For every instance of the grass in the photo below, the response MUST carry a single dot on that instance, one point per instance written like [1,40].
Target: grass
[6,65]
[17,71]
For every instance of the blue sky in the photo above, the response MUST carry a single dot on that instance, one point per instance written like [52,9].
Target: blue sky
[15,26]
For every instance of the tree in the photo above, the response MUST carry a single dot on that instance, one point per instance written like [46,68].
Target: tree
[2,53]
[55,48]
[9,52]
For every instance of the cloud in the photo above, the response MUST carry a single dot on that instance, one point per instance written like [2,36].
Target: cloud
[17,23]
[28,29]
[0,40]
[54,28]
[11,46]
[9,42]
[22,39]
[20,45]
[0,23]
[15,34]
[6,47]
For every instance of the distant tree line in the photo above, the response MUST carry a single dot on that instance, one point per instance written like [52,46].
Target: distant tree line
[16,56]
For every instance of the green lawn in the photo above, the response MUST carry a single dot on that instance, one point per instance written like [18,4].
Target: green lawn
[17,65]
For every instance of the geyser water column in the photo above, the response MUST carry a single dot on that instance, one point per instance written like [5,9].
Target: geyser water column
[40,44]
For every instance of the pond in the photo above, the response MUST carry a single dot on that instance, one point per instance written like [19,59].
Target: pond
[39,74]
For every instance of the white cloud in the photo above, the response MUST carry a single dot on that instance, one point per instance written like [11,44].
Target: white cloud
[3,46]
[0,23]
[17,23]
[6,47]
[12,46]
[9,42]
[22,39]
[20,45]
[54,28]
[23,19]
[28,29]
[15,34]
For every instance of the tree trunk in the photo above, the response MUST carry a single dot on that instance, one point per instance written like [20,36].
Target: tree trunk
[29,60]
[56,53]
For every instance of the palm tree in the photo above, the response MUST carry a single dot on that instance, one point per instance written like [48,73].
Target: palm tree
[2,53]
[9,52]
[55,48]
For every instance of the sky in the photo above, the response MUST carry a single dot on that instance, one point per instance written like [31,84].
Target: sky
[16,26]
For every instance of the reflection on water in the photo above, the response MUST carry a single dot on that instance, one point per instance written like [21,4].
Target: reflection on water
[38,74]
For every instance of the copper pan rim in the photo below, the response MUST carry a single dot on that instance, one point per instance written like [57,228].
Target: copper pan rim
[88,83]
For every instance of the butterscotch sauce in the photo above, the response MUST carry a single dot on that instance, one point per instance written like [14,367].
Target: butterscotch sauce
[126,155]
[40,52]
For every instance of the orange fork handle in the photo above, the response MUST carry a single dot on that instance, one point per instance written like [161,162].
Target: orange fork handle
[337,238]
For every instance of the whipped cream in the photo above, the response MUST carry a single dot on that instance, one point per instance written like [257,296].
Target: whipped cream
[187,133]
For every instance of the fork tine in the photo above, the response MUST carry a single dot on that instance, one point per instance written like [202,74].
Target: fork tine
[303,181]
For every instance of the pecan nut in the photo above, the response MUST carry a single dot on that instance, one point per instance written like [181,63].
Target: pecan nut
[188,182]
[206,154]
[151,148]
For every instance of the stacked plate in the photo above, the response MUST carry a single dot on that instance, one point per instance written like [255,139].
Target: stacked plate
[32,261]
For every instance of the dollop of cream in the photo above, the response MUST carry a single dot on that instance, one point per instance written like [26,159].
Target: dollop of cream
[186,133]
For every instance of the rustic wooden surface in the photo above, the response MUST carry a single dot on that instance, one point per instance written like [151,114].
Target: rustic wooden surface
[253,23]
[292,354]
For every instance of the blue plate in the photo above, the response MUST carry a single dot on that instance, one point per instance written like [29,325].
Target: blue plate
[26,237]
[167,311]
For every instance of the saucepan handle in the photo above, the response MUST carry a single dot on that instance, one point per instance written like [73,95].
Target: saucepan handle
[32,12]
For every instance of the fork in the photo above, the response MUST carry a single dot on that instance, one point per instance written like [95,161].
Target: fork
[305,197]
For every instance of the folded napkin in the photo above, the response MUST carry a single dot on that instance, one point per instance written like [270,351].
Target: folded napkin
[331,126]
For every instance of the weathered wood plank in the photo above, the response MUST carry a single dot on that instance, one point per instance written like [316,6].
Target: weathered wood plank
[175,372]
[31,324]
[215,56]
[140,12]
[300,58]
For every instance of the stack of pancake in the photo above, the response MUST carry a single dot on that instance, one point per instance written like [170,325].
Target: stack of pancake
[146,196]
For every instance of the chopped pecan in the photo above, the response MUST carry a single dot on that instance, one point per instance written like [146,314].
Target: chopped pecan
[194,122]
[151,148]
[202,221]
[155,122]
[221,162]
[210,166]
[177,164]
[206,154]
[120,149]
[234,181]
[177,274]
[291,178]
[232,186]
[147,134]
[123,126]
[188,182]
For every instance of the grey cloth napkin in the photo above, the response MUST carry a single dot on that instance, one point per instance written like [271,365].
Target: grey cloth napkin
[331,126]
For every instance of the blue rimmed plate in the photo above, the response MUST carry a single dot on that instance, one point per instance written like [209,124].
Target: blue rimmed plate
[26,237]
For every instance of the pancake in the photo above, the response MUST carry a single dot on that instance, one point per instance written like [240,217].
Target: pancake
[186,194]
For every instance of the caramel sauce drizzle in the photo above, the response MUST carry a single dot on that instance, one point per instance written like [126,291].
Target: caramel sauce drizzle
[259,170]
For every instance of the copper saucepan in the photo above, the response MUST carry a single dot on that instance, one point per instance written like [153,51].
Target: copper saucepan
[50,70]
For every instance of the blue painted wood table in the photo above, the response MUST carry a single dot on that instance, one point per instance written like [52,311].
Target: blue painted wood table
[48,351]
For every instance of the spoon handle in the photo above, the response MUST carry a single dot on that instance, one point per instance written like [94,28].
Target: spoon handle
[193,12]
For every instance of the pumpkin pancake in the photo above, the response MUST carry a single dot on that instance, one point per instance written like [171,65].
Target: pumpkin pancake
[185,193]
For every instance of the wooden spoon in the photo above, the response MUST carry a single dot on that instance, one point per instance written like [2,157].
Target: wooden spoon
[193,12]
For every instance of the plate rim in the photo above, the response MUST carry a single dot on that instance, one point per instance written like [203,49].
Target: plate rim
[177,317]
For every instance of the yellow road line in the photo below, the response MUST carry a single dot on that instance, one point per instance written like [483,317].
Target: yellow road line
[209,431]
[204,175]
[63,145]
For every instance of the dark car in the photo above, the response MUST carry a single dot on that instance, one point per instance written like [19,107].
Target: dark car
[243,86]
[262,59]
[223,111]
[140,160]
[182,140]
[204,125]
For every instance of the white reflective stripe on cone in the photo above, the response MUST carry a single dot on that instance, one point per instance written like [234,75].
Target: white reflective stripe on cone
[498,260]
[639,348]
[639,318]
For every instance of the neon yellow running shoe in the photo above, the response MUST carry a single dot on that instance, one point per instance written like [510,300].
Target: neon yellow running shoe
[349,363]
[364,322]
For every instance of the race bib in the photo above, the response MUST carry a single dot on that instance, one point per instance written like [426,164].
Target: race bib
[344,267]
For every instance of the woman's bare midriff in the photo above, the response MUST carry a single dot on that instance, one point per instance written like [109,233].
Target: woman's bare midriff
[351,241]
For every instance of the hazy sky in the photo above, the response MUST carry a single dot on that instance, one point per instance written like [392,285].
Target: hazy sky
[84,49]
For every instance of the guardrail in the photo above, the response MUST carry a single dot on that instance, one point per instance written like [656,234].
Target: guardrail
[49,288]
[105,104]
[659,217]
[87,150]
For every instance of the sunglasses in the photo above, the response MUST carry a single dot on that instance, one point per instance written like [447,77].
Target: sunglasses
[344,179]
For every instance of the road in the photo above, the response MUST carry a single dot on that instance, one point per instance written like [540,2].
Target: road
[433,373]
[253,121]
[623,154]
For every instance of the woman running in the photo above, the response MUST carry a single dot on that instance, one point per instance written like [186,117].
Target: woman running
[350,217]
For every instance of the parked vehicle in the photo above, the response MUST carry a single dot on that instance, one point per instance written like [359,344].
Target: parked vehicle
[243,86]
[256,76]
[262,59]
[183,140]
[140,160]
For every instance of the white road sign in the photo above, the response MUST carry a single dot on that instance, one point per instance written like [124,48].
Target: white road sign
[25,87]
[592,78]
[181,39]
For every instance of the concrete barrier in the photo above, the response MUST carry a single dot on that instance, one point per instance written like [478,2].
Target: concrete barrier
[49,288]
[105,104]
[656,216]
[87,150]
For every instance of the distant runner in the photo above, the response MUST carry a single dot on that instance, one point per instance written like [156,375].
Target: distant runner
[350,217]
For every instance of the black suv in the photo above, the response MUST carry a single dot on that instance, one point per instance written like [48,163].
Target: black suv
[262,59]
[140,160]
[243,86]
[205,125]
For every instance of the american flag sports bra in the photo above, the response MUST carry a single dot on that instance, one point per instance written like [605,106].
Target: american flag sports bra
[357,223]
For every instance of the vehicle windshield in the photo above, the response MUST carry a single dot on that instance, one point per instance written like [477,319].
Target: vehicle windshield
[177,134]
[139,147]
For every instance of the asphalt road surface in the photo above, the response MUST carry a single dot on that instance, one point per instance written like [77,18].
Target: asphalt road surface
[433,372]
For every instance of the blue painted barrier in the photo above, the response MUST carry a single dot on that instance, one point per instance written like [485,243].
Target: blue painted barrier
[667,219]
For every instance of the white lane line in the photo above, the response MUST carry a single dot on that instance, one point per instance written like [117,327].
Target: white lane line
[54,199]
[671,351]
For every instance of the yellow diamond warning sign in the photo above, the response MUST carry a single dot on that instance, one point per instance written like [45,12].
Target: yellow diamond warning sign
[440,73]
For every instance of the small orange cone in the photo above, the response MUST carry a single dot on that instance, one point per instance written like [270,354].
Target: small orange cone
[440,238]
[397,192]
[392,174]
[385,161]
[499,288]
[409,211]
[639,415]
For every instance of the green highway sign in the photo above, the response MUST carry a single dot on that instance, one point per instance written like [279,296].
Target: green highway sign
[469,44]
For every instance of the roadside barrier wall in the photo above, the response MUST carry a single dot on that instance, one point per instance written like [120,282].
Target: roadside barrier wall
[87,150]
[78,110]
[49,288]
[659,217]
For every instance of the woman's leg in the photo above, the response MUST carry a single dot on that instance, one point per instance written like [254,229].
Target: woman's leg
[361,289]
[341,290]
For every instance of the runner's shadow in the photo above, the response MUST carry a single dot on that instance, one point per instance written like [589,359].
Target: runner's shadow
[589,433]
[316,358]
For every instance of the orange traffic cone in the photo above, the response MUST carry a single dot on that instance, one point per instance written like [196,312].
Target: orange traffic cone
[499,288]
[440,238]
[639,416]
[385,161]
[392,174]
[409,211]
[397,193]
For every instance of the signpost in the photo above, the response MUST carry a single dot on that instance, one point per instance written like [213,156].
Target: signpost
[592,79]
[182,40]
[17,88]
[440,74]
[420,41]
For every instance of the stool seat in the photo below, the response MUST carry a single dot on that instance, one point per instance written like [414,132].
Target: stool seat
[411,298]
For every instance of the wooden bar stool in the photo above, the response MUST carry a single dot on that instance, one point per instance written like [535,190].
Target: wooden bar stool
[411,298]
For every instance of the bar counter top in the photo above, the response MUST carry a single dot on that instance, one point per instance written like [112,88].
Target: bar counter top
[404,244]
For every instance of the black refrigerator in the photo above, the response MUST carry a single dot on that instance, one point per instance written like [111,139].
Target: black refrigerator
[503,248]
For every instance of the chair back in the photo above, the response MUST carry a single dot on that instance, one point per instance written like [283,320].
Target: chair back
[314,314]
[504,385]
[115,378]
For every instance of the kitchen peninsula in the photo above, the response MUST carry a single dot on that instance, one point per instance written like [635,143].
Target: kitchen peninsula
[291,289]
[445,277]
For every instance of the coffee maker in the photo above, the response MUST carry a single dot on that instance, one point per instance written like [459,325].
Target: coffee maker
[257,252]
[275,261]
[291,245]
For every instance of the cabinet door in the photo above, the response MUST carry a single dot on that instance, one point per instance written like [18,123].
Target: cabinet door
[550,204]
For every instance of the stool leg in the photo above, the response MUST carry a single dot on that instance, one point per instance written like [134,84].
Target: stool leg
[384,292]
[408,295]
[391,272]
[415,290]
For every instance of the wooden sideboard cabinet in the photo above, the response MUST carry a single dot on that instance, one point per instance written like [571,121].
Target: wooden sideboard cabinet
·····
(Problem description):
The lines holding the string "sideboard" are what is needed from the material above.

(Finished task):
For every instance of the wooden sideboard cabinet in the photo above, the response MUST carry a single dot on that instance, one point per instance written like [571,121].
Target: wooden sideboard cabinet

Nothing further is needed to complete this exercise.